Text section:
— Begin —

Experience: I have 5+ years of experience with Fortune 500 companies, digital
agencies and tech startups. Feel free to drop me an email if you'd like to
chat about your project (there is no pressure whatsoever to work with me!)

Also I’m cool with starting off with a trial period to see how things go
initially.

Contact: sanjs255/at/gmail (Mention HN please)

------
dustanbower
SEEKING WORK - Remote, US-based

Remote: Yes (have worked exclusively remotely for past 6 years)

Willing to relocate: No

I've been doing full-stack work for the past 6 years, with Python and Django
on the back-end and HTML, CSS, JavaScript, and jQuery on the front-end. I've
also worked with the Django REST Framework and React.js. I'm intimately
familiar with schema and data migrations, including migrations between Django
projects. I've worked extensively with startups and with distributed teams and
am open to occasional travel.

Résumé:
[https://drive.google.com/file/d/0B8b4x4qzEFAOS0FFb1NhcDBOVkE...](https://drive.google.com/file/d/0B8b4x4qzEFAOS0FFb1NhcDBOVkE/view)

Email: dustan.bower at gmail

------
Numbrs
SEEKING FREELANCER - SENIOR BACKEND ENGINEER - REMOTE OR ONSITE AT NUMBRS IN
ZURICH, SWITZERLAND

About Numbrs: Numbrs is a customer-centric financial services company. It
enables its customers to manage their existing bank accounts and personal
finances and to buy any financial product from every provider at the best
possible price. Numbrs is not a bank and will not become a bank. Numbrs is
headquartered in Zurich, Switzerland and employs over 100 people. 1.5 million
bank accounts are currently managed through the app in Germany and it is the
#1 bank-independent banking app on iOS and Android. For more information,
please visit www.numbrs.com

About the profile: Responsibilities include but are not limited to designing,
developing, deploying, supporting, monitoring and troubleshooting large scale
micro-service based distributed systems with high transaction volume.
Applicants are also expected to participate in after-hours work.

* a Bachelor's or higher degree in technical field of study

* 10+ years of experience in building complex high volume distributed systems

* 5+ years in JAVA, expert level

* 3+ years in GO

* 2+ years hands on experience in Kafka, Spark, Storm and Flink

* 5+ years in distributed in memory cache system (Redis, Hazelcast, memcached,Ignite)

— End —

Dataset excerpts:
— Begin —

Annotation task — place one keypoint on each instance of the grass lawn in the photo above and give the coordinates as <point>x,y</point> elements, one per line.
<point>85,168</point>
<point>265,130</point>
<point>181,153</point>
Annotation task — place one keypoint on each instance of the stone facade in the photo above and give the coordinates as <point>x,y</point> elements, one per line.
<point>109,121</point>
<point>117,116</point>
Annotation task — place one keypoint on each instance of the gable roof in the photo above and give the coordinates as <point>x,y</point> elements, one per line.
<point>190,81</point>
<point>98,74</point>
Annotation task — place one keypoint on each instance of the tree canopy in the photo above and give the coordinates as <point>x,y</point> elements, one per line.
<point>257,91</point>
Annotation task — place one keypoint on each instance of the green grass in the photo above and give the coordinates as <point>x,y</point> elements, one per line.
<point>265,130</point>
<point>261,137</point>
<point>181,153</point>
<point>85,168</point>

— End —

Written task A: In the freelancer thread, where is Numbrs headquartered?
Written task B: Write what comes next in the freelancer thread, picking up after its final line.
The records are a separate body of material from the freelancer thread.

Response A: Zurich, Switzerland

Response B:
* 5+ years in micro services architecture and development

* 2+ years in gRPC and protocol buffers

* 5+ years experience in relational (Oracle, PostgreSQL, MySQL) and noSQL (Couchbase, Cassandra) storages

* 3+ years in Spring Boot framework

* excellent troubleshooting and creative problem-solving abilities

* excellent written and oral communication and interpersonal skills

* experience with encryption and cryptography standards

If you are interested in working for us, please send your resume to careers
(at) centralway (dot) com Should you have any other questions, feel free to
reach me at the given email address.

Regards, Selina

------
fuzzy-logic
SEEKING WORK

Location: Seattle, WA

Remote: yes/exclusively

Willing to relocate: No, remote only please.

Fuzzy Logic - DevOps Process Consulting - Linux Systems Administration -
Network Management

I help SaaS companies save money on hosting through extensive automation -
infrastructure deployment, code-checking/deploy, CI/CD - and good-practices
for on-premise or public cloud management.

Let's have a conversation about where your business is going and what we can
do to get you there.

Contact Fuzzy Logic or its principal Lee Whalen:

\- [[https://www.fuzzy-logic.org/](https://www.fuzzy-logic.org/)]

\- hnhireme (at) fuzzy-logic.org

\- [https://www.fuzzy-logic.org/file/Lee_Whalen_Resume.pdf](https://www.fuzzy-
logic.org/file/Lee_Whalen_Resume.pdf)

------
adamqureshi
SEEKING WORK. Robotic. Process automation. NYC or REMOTE.

Robotic Division. Process automation. We are a tiny consultancy offering
Robotic / Process automation consulting. Technical Feasibility. Industrial
robotics discovery. Research / development. If your looking to automate
warehouse operations to save cost, Robots are a low cost option and can be
deployed anywhere and run 24/7\. High value. Research ( discovery , explore a
problem) Industrial automation expertise.

Hardware UR10

Software ROS.

We can build a proof of concept / prototype to meet your automation needs.

Companies using robotics. Amazon. Walmart. Domino’s (pizza maker)

MORE INFO: [https://goo.gl/GwsYjp](https://goo.gl/GwsYjp)

$150/hr pay as you go.

contact@qureshimedia.com (mention HN)

------
azdv
SEEKING WORK - REMOTE

Highly experienced VP of Engineering & Lead Web Developer.

Skills:

* NodeJS/Meteor/SailsJS

* Serverless (going heavy on that one)

* Cloud technologies (AWS/Azure/GCP)

* Crypto/Blockchain - mostly the theoretical parts (understanding of different Proof of Stake algorithms, Solidity contracts) - Highly motivated to work with this.

* Wordpress/CodeIgniter/Yii/Drupal (Components, Hacks, Themes) - less motivated, unless truly cutting edge (or WP VIP projects)

* CI & Unit testing - Jenkins, Mocha & Karma for JS, Toast for PHP, as well as Selenium

* Django (general Python too) - to a lesser extent

Seeking: Challenging projects. Most recently worked extensively with
Serverless & AWS APIs, building cloud-related prototypes, before that worked
as an AngularJS specialist.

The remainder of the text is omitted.